■ **Exercise instructions**: Output each line of the material exactly as it stands.
* Begin Task inputs *
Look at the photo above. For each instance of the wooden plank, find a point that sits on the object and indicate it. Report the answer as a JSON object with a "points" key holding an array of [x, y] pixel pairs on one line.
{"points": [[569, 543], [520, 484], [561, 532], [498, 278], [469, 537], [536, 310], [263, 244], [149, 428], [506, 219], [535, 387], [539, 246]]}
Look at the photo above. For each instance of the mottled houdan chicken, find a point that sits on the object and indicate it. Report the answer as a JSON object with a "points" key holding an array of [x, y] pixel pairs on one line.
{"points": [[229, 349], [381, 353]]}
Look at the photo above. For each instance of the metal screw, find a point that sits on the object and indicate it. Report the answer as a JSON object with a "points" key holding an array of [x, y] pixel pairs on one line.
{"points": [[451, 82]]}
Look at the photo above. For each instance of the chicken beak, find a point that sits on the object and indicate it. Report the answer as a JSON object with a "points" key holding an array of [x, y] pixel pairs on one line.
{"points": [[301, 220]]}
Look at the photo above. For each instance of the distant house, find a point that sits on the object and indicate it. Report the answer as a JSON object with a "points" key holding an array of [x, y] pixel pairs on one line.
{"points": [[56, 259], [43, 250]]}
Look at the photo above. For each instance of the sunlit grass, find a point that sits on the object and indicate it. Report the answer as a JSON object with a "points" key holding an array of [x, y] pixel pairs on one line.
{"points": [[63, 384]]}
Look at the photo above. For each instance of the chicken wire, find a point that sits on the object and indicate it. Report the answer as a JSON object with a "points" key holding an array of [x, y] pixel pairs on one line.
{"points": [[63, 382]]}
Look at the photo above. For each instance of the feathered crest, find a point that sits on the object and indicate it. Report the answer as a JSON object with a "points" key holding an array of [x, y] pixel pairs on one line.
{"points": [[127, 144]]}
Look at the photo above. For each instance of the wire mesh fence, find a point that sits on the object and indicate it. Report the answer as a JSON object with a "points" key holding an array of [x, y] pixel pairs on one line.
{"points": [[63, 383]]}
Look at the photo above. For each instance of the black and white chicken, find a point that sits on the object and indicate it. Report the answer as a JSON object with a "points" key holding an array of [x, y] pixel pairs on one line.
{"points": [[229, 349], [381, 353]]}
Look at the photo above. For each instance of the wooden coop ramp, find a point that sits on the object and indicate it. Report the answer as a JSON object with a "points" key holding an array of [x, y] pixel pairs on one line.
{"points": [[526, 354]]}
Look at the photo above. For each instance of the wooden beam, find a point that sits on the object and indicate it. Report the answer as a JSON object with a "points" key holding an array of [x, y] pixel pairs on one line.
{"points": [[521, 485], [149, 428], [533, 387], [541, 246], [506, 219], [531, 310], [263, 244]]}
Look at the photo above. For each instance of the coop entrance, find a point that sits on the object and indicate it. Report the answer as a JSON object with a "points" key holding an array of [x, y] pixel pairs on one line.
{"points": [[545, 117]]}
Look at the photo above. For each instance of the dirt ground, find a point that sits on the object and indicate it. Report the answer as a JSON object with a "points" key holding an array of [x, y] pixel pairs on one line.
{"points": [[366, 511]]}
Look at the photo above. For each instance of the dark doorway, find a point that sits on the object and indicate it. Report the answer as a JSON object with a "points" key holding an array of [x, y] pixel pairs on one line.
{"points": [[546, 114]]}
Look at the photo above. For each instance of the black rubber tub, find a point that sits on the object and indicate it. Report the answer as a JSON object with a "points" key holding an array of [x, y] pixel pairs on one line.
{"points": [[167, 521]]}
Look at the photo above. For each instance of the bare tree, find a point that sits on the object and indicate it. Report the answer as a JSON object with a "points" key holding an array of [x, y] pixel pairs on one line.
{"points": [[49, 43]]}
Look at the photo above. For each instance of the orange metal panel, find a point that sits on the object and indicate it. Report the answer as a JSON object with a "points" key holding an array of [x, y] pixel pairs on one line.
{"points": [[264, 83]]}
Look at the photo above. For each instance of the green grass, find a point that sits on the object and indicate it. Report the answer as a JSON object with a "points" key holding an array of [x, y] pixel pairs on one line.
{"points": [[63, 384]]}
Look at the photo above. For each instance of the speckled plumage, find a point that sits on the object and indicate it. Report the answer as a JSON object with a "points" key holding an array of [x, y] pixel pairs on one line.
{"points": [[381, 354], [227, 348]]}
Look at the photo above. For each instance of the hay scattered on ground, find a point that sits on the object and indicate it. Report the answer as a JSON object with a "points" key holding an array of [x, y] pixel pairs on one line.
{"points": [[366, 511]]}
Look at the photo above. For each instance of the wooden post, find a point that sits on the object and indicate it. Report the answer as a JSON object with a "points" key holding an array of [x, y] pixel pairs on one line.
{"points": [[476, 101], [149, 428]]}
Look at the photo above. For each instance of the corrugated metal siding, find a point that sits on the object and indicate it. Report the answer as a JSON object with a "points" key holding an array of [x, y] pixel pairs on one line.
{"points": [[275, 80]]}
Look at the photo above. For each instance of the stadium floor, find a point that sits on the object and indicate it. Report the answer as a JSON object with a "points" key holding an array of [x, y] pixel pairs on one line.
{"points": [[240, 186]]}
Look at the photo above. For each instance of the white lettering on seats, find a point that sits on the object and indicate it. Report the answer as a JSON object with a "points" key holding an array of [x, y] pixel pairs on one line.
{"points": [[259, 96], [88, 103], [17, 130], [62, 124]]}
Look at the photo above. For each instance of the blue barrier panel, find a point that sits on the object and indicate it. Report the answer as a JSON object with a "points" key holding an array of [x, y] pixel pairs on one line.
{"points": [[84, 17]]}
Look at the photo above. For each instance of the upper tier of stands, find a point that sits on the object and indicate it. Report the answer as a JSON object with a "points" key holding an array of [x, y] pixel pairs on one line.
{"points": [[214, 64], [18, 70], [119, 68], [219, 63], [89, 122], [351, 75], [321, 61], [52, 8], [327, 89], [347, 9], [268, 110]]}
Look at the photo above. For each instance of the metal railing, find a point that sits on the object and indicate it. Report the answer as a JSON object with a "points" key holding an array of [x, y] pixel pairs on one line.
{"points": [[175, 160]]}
* End Task inputs *
■ **Result for this exercise**:
Look at the photo above. For each instance of the wooden plank, find a point that sits on the object and indicate it. Report the answer as a JSON object with a "points" key holding an array of [x, y] pixel pairs on one line.
{"points": [[569, 543], [520, 484], [561, 532], [498, 278], [469, 537], [536, 310], [263, 244], [149, 428], [506, 219], [535, 387], [539, 246]]}
Look at the photo above. For each instance of the mottled houdan chicken, find a point that sits on the object and indicate it. Report the answer as a JSON object with a "points" key holding an array of [x, y] pixel pairs on one line.
{"points": [[229, 349], [381, 353]]}
Look at the photo above. For each instance of the metal screw, find a point that sits on the object and indicate it. Report the answer as a JSON object with a "points" key holding an array of [x, y] pixel pairs on one line.
{"points": [[451, 82]]}
Look at the photo above. For each instance of the chicken beak, find a point that sits on the object and indicate it. Report the answer as a JSON object with a "points" key holding an array of [x, y] pixel pairs on one line.
{"points": [[301, 220]]}
Look at the photo above. For each instance of the distant house, find a point that sits on the object and indicate it. Report the answer as a JSON object with a "points" key holding an array of [x, y] pixel pairs on one line.
{"points": [[56, 259], [43, 250]]}
Look at the photo above. For each instance of the sunlit grass, find a point that sits on the object and indicate it. Report the answer as a JSON object with a "points" key holding an array of [x, y] pixel pairs on one line.
{"points": [[63, 384]]}
Look at the photo above. For each instance of the chicken wire, find a point that sits on the object and indicate it. Report the answer as a JSON object with a "points" key holding an array of [x, y] pixel pairs on one line.
{"points": [[63, 382]]}
Look at the photo above. For each instance of the feathered crest, find a point that sits on the object and indicate it. Report the answer as a JSON object with a "points" key holding an array of [x, y] pixel pairs on one line.
{"points": [[127, 144]]}
Look at the photo above. For each instance of the wire mesh fence, find a point that sits on the object and indicate it. Report the answer as a JSON object with a "points" key holding an array of [x, y] pixel pairs on one line.
{"points": [[63, 383]]}
Look at the photo above. For each instance of the black and white chicken, find a point that sits on the object and indicate it. Report the answer as a JSON object with a "points" key holding an array of [x, y] pixel pairs on one line.
{"points": [[229, 349], [381, 353]]}
Look at the photo above. For each instance of the wooden coop ramp, find a point that sits on the object and indicate it. Report the answer as a JSON object with a "points" key holding an array of [x, y] pixel pairs on one line.
{"points": [[526, 354]]}
Look at the photo above. For each instance of the wooden beam, find a point that sits on the object and indicate it. Report the answer as a JSON object with a "points" key holding an array of [x, y] pixel pairs on one line.
{"points": [[521, 485], [149, 428], [533, 387], [541, 246], [506, 219], [531, 310], [263, 244]]}
Look at the photo above. For each instance of the coop entrance, find a point that sits on the object and indicate it. Report the answer as a JSON object with a "points" key holding an array of [x, y] pixel pairs on one line.
{"points": [[545, 117]]}
Look at the photo above. For each instance of the dirt ground, find a point that sits on the object and indicate it. Report the answer as a JSON object with a "points" key holding an array of [x, y] pixel pairs on one line.
{"points": [[366, 511]]}
Look at the photo above. For each instance of the dark doorway, find a point that sits on the object and indicate it. Report the answer as a JSON object with a "points" key holding an array of [x, y] pixel pairs on one line.
{"points": [[546, 114]]}
Look at the photo above. For each instance of the black rubber tub, find a point that sits on the object and indicate it. Report the answer as a JSON object with a "points" key holding an array of [x, y] pixel pairs on one line.
{"points": [[167, 521]]}
Look at the photo above. For each instance of the bare tree, find a point that sits on the object and indicate it. Report the answer as a JSON object with a "points" key holding an array of [x, y] pixel pairs on one line.
{"points": [[49, 43]]}
Look at the photo above. For each instance of the orange metal panel, find a point that sits on the object and indicate it. Report the answer as a JSON object with a "points" key holding an array of [x, y] pixel pairs on one line.
{"points": [[264, 83]]}
Look at the photo above. For each instance of the green grass, find a point that sits on the object and indicate it. Report the answer as a JSON object with a "points" key holding an array of [x, y] pixel pairs on one line.
{"points": [[63, 384]]}
Look at the photo above. For each instance of the speckled plumage, find a point that sits on the object and indicate it. Report the answer as a JSON object with a "points" key holding an array of [x, y] pixel pairs on one line.
{"points": [[381, 354], [227, 348]]}
Look at the photo above. For each instance of the hay scattered on ground, find a point that sits on the object and indicate it. Report the answer as a JSON object with a "points" key holding an array of [x, y] pixel pairs on one line.
{"points": [[366, 511]]}
Look at the photo above. For each instance of the wooden post, find a point that sits on the object and indicate it. Report the answer as a JSON object with a "points" key holding an array of [x, y] pixel pairs on one line.
{"points": [[476, 101], [149, 428]]}
Look at the photo above. For each instance of the corrugated metal siding, find a point that sits on the object and indicate it. Report the answer as a JSON object with a "points" key holding an array of [x, y] pixel pairs on one line.
{"points": [[275, 80]]}
Look at the photo above. For each instance of the stadium floor, find a point that sits on the object and indicate it. Report the answer as a JSON object with a "points" key holding an array of [x, y] pixel pairs on one line.
{"points": [[240, 186]]}
Look at the photo above. For each instance of the white lettering on seats, find a point that sits on the object and indicate it. Report the answer as a JSON object with a "points" key holding an array of [x, y] pixel pairs on one line.
{"points": [[259, 96], [88, 103], [17, 130], [62, 124]]}
Look at the photo above. For each instance of the blue barrier panel, find a point that sits on the object and indicate it. Report the answer as a JSON object with a "points" key holding an array of [x, y] pixel pairs on one line.
{"points": [[84, 17]]}
Look at the photo above. For each instance of the upper tier of stands, find a point that sits on the object and indicate it. Report the answer as a JSON object with a "points" key holding an array of [x, y] pixel pairs on one line.
{"points": [[214, 64], [18, 70], [119, 68], [219, 63], [89, 122], [351, 75], [321, 61], [52, 8], [327, 89], [347, 9], [268, 110]]}
Look at the photo above. For each instance of the metal railing, find a point that sits on the object and indicate it. Report the answer as a JSON object with a "points" key holding an array of [x, y] pixel pairs on one line.
{"points": [[175, 160]]}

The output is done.